Stored data entries:
________________________________________
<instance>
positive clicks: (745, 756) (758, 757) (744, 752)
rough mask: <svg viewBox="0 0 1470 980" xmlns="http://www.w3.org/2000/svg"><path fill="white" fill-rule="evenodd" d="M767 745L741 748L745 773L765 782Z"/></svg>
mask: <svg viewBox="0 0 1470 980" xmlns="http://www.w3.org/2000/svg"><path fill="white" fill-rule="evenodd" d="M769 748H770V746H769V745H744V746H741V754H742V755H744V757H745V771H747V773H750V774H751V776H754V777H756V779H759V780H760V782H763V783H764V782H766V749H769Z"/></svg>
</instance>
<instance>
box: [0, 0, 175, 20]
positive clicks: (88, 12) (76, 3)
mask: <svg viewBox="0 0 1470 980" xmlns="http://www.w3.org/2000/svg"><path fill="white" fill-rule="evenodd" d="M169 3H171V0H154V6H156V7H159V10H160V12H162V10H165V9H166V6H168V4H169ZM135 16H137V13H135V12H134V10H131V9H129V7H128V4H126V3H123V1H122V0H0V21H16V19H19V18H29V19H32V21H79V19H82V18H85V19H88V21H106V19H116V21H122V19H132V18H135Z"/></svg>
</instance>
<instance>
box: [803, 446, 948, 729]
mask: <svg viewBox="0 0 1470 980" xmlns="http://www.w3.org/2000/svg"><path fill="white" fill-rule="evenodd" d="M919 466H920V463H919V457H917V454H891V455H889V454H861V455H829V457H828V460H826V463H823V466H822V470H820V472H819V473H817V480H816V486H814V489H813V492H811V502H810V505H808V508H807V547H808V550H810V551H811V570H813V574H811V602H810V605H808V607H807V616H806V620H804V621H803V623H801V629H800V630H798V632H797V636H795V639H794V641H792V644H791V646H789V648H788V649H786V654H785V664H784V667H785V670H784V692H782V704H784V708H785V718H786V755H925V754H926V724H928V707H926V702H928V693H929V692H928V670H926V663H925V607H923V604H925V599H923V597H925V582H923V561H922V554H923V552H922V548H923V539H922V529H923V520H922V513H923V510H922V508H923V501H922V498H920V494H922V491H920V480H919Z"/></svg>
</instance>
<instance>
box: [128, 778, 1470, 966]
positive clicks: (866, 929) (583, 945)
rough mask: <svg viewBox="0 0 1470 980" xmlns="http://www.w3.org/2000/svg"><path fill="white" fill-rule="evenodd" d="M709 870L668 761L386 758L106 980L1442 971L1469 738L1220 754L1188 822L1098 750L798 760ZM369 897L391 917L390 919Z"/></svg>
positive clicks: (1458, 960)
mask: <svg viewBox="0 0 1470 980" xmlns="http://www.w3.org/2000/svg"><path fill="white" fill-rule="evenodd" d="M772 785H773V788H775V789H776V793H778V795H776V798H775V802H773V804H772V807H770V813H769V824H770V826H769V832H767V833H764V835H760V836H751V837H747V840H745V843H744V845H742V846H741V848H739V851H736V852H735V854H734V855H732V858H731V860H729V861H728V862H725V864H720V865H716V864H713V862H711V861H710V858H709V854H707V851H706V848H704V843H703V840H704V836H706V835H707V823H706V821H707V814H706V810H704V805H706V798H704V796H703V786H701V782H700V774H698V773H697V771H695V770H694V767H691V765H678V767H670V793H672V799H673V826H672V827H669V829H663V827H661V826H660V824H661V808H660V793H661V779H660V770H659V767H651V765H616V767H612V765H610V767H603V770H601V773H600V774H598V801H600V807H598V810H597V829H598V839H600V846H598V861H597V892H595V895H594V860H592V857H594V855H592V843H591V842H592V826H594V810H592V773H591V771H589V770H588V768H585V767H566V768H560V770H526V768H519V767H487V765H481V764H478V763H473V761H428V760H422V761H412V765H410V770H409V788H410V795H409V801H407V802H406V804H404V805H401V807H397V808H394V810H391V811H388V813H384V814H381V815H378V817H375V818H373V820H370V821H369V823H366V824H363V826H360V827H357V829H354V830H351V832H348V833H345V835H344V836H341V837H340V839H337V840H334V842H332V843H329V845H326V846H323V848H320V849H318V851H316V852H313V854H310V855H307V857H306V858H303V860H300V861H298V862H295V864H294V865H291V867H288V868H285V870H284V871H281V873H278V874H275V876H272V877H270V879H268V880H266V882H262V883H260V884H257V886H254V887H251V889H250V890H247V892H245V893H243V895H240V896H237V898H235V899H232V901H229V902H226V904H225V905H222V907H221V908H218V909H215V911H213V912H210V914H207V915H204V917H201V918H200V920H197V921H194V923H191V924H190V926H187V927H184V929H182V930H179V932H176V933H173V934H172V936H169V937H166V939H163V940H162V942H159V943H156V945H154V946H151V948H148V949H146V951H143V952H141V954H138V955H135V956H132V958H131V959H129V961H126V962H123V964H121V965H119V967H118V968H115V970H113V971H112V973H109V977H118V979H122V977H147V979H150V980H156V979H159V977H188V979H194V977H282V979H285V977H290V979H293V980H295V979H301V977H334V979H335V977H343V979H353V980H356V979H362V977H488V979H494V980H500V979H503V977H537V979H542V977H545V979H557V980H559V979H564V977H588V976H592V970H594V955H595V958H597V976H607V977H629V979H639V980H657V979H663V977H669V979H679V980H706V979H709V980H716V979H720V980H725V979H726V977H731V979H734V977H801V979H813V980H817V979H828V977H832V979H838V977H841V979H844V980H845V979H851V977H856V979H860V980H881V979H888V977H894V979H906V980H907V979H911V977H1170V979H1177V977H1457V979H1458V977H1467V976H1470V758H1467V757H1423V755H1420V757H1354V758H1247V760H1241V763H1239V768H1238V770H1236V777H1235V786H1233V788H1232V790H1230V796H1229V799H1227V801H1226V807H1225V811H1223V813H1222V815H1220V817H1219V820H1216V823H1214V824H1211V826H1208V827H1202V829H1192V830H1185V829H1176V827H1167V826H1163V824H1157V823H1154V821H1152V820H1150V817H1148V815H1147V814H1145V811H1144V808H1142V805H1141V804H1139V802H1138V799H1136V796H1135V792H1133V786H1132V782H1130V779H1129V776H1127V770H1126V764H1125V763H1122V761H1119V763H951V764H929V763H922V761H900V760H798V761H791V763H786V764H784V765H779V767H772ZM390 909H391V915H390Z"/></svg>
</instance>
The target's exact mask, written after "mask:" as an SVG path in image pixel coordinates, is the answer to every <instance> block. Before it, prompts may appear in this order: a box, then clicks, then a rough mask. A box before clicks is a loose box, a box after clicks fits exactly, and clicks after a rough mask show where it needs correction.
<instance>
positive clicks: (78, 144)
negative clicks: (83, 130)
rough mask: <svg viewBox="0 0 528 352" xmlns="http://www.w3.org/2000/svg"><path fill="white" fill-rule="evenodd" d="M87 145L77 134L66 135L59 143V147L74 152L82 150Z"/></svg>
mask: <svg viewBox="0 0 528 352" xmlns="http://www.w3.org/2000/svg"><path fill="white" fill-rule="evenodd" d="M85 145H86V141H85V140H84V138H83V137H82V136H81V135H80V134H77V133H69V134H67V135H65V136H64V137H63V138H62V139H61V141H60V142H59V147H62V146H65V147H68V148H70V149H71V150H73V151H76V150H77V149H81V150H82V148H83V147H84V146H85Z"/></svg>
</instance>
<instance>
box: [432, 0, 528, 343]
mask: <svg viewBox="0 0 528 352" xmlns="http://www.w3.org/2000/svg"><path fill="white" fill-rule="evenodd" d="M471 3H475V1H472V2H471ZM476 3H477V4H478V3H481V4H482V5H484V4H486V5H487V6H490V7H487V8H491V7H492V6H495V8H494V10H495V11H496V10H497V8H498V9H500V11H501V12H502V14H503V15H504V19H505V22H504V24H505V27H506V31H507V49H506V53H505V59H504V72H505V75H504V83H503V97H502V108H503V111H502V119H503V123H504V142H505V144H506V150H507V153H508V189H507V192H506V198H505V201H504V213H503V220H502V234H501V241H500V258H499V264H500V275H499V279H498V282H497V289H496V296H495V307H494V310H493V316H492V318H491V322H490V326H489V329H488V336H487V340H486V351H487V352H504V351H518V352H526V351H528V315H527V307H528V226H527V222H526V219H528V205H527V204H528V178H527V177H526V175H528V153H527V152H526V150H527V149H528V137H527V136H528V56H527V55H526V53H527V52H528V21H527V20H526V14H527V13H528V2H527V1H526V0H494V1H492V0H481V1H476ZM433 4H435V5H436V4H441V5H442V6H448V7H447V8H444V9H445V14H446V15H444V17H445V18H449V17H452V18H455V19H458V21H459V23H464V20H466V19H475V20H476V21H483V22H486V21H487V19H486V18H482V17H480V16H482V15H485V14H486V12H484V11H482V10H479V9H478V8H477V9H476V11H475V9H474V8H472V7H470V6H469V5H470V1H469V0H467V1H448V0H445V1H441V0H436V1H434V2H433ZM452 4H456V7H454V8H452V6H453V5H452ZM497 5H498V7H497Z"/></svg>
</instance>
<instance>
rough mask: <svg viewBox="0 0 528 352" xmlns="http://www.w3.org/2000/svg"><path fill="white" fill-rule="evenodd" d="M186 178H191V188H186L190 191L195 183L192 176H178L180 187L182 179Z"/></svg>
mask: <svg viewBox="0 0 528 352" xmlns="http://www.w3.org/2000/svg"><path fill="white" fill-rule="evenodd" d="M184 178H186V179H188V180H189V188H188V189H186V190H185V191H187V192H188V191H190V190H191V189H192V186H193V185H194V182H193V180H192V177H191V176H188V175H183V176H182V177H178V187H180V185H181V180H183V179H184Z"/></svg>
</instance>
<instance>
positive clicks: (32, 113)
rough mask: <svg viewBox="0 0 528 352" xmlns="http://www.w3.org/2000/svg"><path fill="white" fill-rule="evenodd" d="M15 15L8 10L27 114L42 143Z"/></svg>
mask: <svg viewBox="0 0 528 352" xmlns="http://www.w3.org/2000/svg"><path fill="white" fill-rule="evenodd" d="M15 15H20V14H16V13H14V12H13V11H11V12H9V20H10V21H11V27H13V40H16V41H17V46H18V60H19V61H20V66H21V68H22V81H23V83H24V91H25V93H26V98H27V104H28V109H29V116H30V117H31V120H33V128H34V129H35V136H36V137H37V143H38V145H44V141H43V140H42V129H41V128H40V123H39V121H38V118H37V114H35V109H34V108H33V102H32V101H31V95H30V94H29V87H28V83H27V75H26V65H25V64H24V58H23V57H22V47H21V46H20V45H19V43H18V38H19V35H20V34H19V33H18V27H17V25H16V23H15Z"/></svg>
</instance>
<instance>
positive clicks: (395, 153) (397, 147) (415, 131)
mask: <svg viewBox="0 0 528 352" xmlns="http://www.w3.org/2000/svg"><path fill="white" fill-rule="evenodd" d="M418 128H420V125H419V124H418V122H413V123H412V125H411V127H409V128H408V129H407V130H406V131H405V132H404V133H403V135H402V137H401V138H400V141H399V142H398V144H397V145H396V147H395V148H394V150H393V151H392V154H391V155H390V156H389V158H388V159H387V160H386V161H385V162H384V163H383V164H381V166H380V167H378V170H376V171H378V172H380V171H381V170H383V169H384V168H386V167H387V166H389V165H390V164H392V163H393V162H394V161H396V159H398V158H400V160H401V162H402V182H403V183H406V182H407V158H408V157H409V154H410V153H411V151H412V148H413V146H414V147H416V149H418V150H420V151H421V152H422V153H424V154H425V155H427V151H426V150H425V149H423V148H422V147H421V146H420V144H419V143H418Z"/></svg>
________________________________________
The lines above, starting at the one with "box: [803, 446, 948, 729]" and ending at the one with "positive clicks: (866, 929) (583, 945)", are the only ones to return, exactly as written.

box: [803, 446, 948, 729]
mask: <svg viewBox="0 0 1470 980" xmlns="http://www.w3.org/2000/svg"><path fill="white" fill-rule="evenodd" d="M919 466H920V463H919V457H917V454H891V455H889V454H861V455H829V457H828V460H826V463H823V466H822V470H820V472H819V473H817V480H816V486H814V489H813V492H811V502H810V505H808V508H807V547H808V550H810V551H811V570H813V574H811V602H810V605H808V607H807V616H806V620H804V621H803V623H801V629H800V630H798V632H797V636H795V639H794V641H792V644H791V646H789V648H788V649H786V654H785V664H784V667H785V670H784V692H782V704H784V708H785V718H786V755H925V754H926V724H928V707H926V702H928V693H929V692H928V670H926V663H925V607H923V604H925V599H923V597H925V582H923V561H922V554H923V552H922V548H923V539H922V529H923V520H922V513H923V510H922V508H923V501H922V498H920V494H922V491H920V480H919Z"/></svg>
</instance>
<instance>
box: [128, 778, 1470, 966]
positive clicks: (866, 929) (583, 945)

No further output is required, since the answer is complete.